_WHAT NEEDS TO BE DONE:_
Return each line of the entries below that contains the word "bedding", copying every such line in full. Treat the match as case-sensitive.

(Excerpts from a location annotation dataset)
□ □ □

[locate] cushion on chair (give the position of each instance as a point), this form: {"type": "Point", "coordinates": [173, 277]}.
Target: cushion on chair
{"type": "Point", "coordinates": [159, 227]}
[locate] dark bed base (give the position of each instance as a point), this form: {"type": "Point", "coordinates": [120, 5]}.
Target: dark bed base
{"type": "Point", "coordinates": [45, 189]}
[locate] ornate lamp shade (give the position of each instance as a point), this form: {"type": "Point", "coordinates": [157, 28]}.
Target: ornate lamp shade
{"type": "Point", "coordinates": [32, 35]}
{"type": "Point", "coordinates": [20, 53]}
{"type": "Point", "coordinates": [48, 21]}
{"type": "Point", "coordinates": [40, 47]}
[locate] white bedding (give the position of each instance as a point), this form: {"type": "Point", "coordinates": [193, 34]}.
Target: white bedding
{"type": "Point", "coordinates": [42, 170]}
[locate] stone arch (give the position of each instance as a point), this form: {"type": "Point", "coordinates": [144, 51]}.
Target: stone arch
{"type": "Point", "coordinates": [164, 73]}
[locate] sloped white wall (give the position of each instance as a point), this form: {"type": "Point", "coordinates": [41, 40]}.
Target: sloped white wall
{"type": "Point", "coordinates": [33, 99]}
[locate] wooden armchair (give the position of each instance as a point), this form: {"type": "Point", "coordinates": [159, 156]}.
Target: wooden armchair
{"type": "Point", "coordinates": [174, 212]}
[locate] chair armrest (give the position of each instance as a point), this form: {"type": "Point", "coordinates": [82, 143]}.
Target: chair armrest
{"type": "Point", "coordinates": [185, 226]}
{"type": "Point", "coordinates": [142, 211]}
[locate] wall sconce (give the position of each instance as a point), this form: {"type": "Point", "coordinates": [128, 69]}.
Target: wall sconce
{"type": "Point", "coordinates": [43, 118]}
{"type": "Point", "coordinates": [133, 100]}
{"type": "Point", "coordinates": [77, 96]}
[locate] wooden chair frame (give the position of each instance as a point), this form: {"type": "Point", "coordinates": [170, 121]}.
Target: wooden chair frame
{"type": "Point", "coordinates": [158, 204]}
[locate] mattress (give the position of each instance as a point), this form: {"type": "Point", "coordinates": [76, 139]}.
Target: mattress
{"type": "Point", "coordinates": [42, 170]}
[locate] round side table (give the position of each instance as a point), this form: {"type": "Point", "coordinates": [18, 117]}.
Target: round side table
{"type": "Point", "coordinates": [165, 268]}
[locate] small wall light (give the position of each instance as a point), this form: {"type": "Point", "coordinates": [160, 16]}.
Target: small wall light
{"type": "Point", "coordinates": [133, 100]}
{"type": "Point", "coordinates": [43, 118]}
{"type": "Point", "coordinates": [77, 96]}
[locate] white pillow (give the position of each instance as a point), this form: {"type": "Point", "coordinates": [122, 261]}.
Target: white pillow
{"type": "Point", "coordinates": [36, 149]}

□ □ □

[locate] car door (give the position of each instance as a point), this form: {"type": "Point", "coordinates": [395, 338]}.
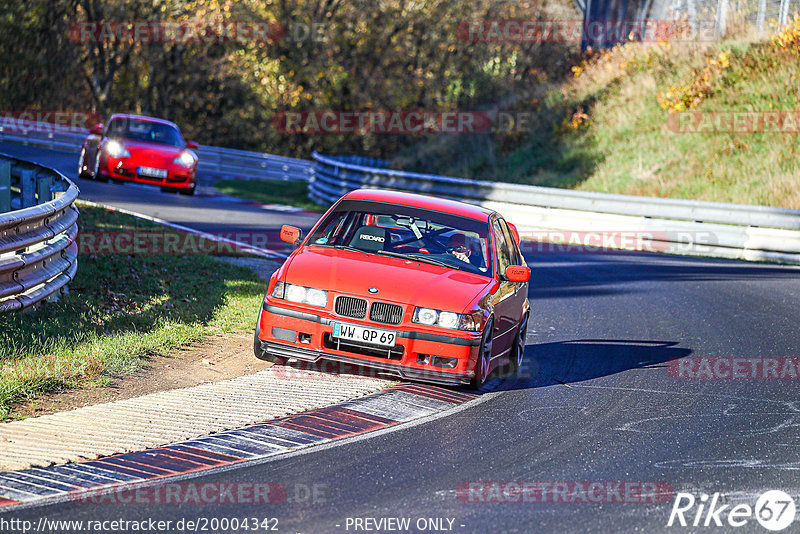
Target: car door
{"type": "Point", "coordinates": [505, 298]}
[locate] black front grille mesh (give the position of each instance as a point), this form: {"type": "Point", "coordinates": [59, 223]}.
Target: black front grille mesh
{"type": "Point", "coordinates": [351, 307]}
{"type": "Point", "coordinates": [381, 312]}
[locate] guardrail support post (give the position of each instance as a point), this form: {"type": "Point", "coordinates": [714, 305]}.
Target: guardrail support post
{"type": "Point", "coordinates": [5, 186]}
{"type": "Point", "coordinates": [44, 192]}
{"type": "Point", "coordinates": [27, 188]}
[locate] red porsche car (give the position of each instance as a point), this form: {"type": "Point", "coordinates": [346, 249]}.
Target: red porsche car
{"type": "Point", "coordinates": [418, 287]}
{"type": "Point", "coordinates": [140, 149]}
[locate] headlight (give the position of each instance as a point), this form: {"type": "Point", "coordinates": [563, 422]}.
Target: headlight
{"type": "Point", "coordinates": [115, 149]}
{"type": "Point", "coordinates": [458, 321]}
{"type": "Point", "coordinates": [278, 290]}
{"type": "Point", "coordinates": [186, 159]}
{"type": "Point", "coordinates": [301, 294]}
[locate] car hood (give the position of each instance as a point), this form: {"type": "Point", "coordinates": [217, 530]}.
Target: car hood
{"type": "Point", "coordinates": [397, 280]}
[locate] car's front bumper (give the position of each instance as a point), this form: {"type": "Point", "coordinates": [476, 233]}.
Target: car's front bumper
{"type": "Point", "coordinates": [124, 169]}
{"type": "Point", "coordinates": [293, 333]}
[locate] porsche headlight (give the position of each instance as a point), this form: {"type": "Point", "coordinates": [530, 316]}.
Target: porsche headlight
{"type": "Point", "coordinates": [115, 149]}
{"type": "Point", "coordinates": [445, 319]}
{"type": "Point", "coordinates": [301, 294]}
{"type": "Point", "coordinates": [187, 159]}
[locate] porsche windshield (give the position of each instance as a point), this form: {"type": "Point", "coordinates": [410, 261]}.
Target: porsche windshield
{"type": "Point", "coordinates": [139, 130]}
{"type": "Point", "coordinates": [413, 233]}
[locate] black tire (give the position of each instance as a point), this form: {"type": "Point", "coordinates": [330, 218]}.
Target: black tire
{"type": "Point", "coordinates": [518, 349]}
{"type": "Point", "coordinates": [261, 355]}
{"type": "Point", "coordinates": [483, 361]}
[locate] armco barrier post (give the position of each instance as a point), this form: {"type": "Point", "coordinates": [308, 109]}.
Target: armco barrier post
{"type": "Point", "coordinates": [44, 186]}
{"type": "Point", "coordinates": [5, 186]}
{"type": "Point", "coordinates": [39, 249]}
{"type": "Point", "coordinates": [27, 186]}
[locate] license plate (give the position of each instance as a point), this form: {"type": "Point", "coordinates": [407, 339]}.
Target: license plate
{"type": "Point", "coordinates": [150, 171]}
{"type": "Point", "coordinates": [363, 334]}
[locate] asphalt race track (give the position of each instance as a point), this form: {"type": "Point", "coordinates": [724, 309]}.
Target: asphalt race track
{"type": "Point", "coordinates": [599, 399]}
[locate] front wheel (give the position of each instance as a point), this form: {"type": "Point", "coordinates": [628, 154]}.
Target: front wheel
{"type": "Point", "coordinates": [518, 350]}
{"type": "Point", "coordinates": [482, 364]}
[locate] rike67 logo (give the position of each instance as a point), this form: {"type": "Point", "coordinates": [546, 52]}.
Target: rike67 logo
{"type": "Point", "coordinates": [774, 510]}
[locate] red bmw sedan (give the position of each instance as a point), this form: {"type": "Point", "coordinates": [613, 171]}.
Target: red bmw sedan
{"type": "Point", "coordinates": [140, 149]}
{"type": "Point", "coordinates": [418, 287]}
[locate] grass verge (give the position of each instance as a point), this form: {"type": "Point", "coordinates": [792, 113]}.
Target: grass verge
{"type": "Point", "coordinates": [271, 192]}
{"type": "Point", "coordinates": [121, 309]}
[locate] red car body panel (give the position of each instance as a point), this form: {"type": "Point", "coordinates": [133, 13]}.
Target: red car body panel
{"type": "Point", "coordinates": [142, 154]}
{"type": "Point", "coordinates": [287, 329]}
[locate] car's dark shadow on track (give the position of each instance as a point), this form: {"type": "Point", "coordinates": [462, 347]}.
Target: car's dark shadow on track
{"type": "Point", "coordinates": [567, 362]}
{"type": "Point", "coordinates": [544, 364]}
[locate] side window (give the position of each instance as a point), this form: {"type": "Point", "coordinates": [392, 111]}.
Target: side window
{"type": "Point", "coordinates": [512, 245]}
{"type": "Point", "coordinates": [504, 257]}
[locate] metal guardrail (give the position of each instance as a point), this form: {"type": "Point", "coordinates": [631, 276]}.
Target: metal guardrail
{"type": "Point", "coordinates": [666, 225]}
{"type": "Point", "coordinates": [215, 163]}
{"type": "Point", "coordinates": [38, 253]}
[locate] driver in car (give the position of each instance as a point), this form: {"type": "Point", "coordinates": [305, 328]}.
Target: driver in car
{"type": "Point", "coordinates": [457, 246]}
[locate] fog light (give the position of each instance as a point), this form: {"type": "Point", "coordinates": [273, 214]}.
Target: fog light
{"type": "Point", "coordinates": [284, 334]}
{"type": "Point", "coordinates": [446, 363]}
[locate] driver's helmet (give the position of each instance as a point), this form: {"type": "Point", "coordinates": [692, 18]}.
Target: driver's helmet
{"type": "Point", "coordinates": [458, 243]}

□ □ □

_TASK RESULT:_
[locate] white bedding (give the position of each instance as a point), this form: {"type": "Point", "coordinates": [193, 34]}.
Target: white bedding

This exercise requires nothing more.